» Written instruction: Copy the line containing "Spot the puddle", then all lines after it up to and including the final line of the material, exactly and without additions.

(Point labeling examples)

------------------------------------------------

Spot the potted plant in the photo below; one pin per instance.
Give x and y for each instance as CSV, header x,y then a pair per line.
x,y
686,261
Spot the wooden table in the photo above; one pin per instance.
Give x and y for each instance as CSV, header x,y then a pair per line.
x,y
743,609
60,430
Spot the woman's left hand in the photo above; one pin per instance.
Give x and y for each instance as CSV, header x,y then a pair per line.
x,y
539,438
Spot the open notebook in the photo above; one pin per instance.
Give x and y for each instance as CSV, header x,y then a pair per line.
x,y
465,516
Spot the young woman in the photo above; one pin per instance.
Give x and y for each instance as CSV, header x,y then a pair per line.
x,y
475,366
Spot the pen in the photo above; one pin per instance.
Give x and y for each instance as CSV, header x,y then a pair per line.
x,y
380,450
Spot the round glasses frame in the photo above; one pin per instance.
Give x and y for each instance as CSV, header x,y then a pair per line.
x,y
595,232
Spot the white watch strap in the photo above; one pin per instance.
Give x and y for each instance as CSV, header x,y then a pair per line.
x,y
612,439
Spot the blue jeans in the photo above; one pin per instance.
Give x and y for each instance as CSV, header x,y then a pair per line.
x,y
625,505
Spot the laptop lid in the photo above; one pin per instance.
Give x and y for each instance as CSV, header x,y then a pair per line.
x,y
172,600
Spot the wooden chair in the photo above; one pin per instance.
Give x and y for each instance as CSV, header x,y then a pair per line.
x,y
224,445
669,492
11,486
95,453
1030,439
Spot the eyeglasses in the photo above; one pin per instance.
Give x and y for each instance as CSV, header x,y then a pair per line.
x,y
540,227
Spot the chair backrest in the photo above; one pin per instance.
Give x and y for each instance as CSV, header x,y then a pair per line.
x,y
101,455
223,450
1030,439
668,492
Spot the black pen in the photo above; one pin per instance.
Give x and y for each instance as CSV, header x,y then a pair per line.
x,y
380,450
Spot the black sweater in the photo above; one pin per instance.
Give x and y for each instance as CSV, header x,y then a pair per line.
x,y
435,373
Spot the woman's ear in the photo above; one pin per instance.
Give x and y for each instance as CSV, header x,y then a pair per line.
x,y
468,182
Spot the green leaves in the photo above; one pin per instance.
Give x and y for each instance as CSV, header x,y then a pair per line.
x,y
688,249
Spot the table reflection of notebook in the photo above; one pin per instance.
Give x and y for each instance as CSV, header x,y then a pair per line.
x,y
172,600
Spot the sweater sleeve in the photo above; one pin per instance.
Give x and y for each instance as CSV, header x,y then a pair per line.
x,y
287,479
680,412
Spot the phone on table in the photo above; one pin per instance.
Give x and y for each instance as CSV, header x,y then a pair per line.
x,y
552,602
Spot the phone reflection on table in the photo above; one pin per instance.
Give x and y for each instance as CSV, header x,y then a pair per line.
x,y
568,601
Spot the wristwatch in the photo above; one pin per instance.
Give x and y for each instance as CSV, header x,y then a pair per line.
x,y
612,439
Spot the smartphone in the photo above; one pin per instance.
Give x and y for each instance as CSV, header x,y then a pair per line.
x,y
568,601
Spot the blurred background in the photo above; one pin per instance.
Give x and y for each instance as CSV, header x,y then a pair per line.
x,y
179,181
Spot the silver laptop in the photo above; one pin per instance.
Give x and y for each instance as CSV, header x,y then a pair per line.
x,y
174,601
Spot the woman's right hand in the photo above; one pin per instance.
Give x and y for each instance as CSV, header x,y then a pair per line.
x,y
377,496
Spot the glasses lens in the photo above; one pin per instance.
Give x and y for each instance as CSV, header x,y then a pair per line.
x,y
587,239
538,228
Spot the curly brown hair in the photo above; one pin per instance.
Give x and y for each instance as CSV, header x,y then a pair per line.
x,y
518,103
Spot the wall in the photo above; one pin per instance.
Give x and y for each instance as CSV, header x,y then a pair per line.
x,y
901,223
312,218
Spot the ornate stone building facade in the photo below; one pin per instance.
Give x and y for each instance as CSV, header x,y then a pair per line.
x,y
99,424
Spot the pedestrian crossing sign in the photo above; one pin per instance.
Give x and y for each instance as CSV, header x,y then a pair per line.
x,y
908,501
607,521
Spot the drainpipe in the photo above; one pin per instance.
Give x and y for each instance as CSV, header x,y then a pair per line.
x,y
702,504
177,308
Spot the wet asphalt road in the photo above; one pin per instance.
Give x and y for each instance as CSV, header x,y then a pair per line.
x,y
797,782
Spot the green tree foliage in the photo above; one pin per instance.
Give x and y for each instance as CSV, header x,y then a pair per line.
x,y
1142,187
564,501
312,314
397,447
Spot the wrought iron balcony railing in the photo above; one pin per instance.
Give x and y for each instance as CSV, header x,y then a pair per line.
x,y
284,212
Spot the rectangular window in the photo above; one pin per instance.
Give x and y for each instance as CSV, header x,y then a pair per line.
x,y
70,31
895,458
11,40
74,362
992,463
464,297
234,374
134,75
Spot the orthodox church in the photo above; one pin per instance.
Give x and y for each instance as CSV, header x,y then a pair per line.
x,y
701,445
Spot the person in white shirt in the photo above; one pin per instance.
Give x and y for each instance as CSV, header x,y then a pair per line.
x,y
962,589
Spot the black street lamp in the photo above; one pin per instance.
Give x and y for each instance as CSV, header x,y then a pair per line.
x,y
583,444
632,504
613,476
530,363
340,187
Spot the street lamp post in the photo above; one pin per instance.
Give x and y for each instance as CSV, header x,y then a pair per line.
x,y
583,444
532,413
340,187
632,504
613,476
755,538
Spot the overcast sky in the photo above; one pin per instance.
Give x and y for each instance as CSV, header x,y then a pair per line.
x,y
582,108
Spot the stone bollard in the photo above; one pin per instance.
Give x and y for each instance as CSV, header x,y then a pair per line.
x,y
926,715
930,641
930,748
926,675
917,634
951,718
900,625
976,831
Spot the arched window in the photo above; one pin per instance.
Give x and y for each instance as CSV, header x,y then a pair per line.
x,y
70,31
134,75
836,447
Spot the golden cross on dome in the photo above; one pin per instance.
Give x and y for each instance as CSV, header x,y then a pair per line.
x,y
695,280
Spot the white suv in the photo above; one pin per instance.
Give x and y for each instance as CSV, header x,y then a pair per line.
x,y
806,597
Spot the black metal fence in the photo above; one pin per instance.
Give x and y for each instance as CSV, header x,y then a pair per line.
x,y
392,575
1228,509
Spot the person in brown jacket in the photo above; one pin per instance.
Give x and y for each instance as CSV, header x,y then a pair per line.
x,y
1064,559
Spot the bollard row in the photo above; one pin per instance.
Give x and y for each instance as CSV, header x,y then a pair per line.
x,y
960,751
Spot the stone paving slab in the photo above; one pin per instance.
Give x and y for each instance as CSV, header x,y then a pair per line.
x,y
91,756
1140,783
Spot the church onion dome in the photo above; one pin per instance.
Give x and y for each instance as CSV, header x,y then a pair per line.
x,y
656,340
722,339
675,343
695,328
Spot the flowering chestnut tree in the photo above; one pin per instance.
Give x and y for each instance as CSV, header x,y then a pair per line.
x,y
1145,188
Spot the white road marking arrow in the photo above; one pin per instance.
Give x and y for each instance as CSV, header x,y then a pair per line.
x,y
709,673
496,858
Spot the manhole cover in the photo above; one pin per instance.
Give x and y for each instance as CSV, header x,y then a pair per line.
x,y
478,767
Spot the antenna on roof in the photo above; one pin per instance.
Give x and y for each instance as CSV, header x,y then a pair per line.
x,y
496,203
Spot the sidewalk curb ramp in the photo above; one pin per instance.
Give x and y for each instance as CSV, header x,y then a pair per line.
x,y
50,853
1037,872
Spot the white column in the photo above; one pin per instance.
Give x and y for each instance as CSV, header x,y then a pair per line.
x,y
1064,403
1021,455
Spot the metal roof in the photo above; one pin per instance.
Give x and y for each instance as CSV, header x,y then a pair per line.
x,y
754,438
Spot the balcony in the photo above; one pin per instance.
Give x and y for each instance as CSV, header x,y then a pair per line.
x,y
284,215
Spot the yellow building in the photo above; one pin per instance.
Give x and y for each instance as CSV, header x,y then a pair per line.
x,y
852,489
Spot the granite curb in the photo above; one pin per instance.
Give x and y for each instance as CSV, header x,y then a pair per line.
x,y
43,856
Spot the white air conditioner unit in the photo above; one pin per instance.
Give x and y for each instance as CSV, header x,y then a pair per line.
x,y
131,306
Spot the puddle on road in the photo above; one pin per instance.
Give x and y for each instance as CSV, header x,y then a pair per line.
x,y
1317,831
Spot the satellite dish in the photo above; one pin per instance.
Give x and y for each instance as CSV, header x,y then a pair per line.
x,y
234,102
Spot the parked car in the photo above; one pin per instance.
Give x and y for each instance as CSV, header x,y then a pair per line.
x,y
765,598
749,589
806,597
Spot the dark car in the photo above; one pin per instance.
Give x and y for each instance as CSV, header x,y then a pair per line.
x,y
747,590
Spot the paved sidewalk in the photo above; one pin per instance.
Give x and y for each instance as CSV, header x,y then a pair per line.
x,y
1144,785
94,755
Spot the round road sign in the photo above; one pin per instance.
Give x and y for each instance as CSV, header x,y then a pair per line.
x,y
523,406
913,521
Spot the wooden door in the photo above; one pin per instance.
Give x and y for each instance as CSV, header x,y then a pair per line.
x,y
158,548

------------------------------------------------

» The solution:
Spot the puddle on road in the photo above; one pin per instance.
Give x and y for each instance as CSV, header x,y then a pair per line.
x,y
1317,831
Spot the satellite dish in the photo above; one pin per instance.
Give x and y for each instance as CSV, header x,y then a pair per line.
x,y
234,102
Spot the parked car in the photo above; one pin per instance.
Give x and y for each instance as CSV, header x,y then a pair per line.
x,y
765,598
749,589
806,597
Spot the dark car in the photo above; one pin per instance.
Give x and y for each instance as CSV, header x,y then a pair per line.
x,y
747,590
Spot the paved sidewalk in the photo above; one pin per instance.
Give x and y for each instance as CSV, header x,y then a pair per line.
x,y
1144,785
94,755
Spot the round road sign in the photo above; one pin per instance.
Give x and y for each instance as CSV, header x,y then a pair per line.
x,y
523,406
913,521
Spot the wooden door in the photo above; one pin per instance.
Give x and y for each instance as CSV, header x,y then a pair per line.
x,y
158,548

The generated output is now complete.